EXTRAIT:
╔══
Le sujet revient périodiquement, inlassablement dans la presse financière : pourquoi les Français épargnent-ils nettement plus que leurs voisins ? 15,7% de leurs revenus au second semestre 2013, contre une moyenne européenne de 11%.
La question n’est certainement pas neutre. Derrière elle, à lire les articles, pointe bien sûr le pessimisme conjoncturel des Français mais plus encore : une frileuse peur de l’avenir, nourrie par un vieux fonds paysan poussant à chérir son bas de laine. Récemment, un article opposait ainsi le Français, foncièrement propriétaire, à son voisin allemand (qui, soit dit en passant, quoique moins propriétaire de son logement, épargne encore plus que le Français !). Bref, derrière les traits que l’on prête à l’épargnant français, pointent la défense conservatrice de son pré carré, l’hostilité à ce qui est nouveau, à l’Autre. Une certaine vision que l’élite parisienne peut avoir du « peuple », sans doute. Toutefois, lorsqu’on souligne qu’une désépargne de 1% correspondrait à 14 milliards € injectés dans l’économie pour la croissance, on sous-entend que les Français sont plus riches qu’on ne le croit et l’on dit une énormité, tant du point de vue économique qu’au vu de la détresse qui se cache derrière un taux d’épargne dont la hauteur n’est que de façade.
Prenons d’abord une perspective historique. Tout a commencé au début des années 50. En 1950, la situation de l’épargnant français était symétriquement opposée à celle d’aujourd’hui :
L’épargne immobilière a décollé dès 1951. Elle a atteint son pic en 1974 (14,5%). L’épargne financière, en regard, a atteint assez vite une moyenne de 6%, qui est encore la sienne aujourd’hui, après avoir connu une longue baisse au cours des années 80. Son plus bas fut atteint en 1987 (0.6%) avant que la hausse des taux ne la fasse repartir, sans lui faire toutefois retrouver son plus haut de 1962 (8.6%). Ainsi, le comportement de l’épargnant français est remarquablement stable depuis 50 ans. Ce sont seulement les prix de l’immobilier qui ont tiré son épargne vers le haut, sachant que l’immobilier représente en moyenne 60% de l’épargne totale des ménages (source Insee pour toutes les données ci-dessus).
Regardons maintenant à plus court terme : l’épargne financière, celle qui n’est pas contrainte par la hausse des prix immobiliers, loin de battre des records, stagne. Elle atteignait 7,6% en 2002, 7,4% en 2009, 6,1% en 2012. Les flux d’épargne financière ont brutalement chuté en 2013 : passant de 116 milliards € à 80 milliards €, ils sont au plus bas depuis 13 ans, selon la Fédération Française des Sociétés d’Assurances. En cause, la baisse du pouvoir d’achat : -1,5% en 2012, du jamais vu depuis 1984. Mais cette donnée est trop globale car, en France, les 20% les plus riches font 80% de l’épargne brute. Ainsi, une grande partie de ces Français qu’on dépeint couvant leur bas de laine n’ont en fait pas un sous devant eux !
╚══
À FAIRE:
(A) D'après l'extrait, en quelle année l'épargne immobilière a-t-elle atteint son pic, et à quel niveau ?
(B) Reprenez le passage de l'extrait allant de « Regardons maintenant à » à « devant eux ! », en remplaçant « stagne » par « recule ».

DONNÉES EXTRAITES:
╔══
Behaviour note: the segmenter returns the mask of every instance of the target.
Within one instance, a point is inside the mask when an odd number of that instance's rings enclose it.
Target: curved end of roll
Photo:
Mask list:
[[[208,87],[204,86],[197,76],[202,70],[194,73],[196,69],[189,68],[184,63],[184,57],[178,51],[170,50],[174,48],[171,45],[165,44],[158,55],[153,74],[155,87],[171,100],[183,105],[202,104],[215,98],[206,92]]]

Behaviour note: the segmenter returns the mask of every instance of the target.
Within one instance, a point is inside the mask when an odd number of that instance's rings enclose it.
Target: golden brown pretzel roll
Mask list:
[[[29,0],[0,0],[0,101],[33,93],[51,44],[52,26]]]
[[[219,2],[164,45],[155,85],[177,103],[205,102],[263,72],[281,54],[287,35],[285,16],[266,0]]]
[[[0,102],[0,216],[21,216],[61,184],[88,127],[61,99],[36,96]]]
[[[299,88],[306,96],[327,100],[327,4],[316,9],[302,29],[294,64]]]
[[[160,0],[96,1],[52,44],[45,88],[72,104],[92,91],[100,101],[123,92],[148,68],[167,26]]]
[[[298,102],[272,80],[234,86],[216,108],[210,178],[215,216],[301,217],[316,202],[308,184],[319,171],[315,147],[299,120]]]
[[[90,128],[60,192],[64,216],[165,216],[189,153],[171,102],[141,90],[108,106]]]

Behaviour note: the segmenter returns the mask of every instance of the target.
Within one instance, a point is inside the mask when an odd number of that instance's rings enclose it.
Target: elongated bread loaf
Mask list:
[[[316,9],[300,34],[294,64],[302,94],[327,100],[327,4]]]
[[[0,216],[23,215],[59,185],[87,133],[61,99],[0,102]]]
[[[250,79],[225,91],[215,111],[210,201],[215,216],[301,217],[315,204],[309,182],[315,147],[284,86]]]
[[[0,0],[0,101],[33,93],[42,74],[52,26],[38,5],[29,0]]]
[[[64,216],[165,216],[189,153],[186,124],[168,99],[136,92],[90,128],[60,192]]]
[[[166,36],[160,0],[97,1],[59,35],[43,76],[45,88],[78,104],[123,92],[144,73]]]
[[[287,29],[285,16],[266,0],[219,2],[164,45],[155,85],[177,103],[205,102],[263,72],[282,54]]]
╚══
CORRIGÉ DÉTAILLÉ:
(A) En 1974, à 14,5%.

(B)
Regardons maintenant à plus court terme : l’épargne financière, celle qui n’est pas contrainte par la hausse des prix immobiliers, loin de battre des records, recule. Elle atteignait 7,6% en 2002, 7,4% en 2009, 6,1% en 2012. Les flux d’épargne financière ont brutalement chuté en 2013 : passant de 116 milliards € à 80 milliards €, ils sont au plus bas depuis 13 ans, selon la Fédération Française des Sociétés d’Assurances. En cause, la baisse du pouvoir d’achat : -1,5% en 2012, du jamais vu depuis 1984. Mais cette donnée est trop globale car, en France, les 20% les plus riches font 80% de l’épargne brute. Ainsi, une grande partie de ces Français qu’on dépeint couvant leur bas de laine n’ont en fait pas un sous devant eux !